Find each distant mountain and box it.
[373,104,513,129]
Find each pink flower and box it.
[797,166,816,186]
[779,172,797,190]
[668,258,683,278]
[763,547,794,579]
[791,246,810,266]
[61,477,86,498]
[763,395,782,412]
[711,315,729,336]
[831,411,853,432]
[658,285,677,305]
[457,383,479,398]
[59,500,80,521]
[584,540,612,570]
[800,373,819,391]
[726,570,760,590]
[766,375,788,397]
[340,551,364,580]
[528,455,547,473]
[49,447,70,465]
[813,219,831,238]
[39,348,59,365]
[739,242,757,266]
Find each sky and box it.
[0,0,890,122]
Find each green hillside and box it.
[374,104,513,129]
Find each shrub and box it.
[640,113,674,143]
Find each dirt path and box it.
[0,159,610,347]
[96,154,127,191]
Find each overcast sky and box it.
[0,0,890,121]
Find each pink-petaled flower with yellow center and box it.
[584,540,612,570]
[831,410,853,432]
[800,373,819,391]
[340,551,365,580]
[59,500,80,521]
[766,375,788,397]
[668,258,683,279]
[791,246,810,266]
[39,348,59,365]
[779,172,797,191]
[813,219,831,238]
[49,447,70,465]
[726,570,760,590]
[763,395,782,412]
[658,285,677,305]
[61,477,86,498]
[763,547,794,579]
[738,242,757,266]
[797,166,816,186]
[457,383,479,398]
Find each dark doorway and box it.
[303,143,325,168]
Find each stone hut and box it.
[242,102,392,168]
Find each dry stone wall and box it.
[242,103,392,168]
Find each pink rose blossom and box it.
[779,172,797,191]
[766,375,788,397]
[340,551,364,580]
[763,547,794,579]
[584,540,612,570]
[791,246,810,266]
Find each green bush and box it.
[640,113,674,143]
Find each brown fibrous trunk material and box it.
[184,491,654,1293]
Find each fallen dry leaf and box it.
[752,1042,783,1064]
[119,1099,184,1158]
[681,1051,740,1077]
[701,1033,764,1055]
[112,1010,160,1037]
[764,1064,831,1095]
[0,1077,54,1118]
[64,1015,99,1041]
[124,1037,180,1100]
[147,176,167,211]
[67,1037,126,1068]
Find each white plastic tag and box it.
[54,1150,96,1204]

---*---

EXERCISE PROMPT:
Copy the lines verbatim from the start of the entries through the line containing "[184,491,654,1293]", inclusive.

COMPLETE RESPONSE:
Find each distant mountain and box it.
[373,104,513,129]
Find each pink flower and box it.
[797,166,816,186]
[779,172,797,190]
[668,258,683,278]
[763,547,794,579]
[791,246,810,266]
[61,477,86,498]
[763,395,782,412]
[711,315,729,336]
[831,411,853,432]
[658,285,677,305]
[457,383,479,398]
[59,500,80,521]
[584,540,612,570]
[800,373,819,391]
[726,570,760,590]
[766,375,788,397]
[340,551,364,580]
[528,455,547,473]
[49,447,70,465]
[813,219,831,238]
[39,348,59,365]
[739,242,757,266]
Find each sky and box it.
[0,0,890,122]
Find each green hillside and box it.
[374,104,513,129]
Find each shrub and box it.
[640,113,674,143]
Find each dirt path and box it.
[0,159,610,347]
[96,154,127,191]
Find each overcast sky and box it.
[0,0,890,121]
Find each pink-petaled flower with yellow center and box it.
[584,540,612,570]
[831,410,853,432]
[800,373,819,391]
[340,551,365,580]
[59,500,80,521]
[766,375,788,397]
[668,258,683,279]
[791,246,810,266]
[39,348,59,365]
[779,172,797,191]
[813,219,831,238]
[49,447,70,465]
[726,570,760,590]
[763,395,782,412]
[658,285,677,305]
[61,477,86,498]
[763,547,794,579]
[738,242,757,266]
[797,166,816,186]
[457,383,479,398]
Find each dark doorway and box it.
[303,143,325,168]
Find each stone hut and box it.
[242,102,392,168]
Find each dry stone wall and box it.
[242,103,392,168]
Find each pink rose blossom and box it.
[779,172,797,191]
[766,375,788,397]
[340,551,364,580]
[763,547,794,579]
[584,540,612,570]
[791,246,810,266]
Find each green bush and box it.
[640,113,674,143]
Find each brown fibrous trunk material and box it.
[184,491,654,1293]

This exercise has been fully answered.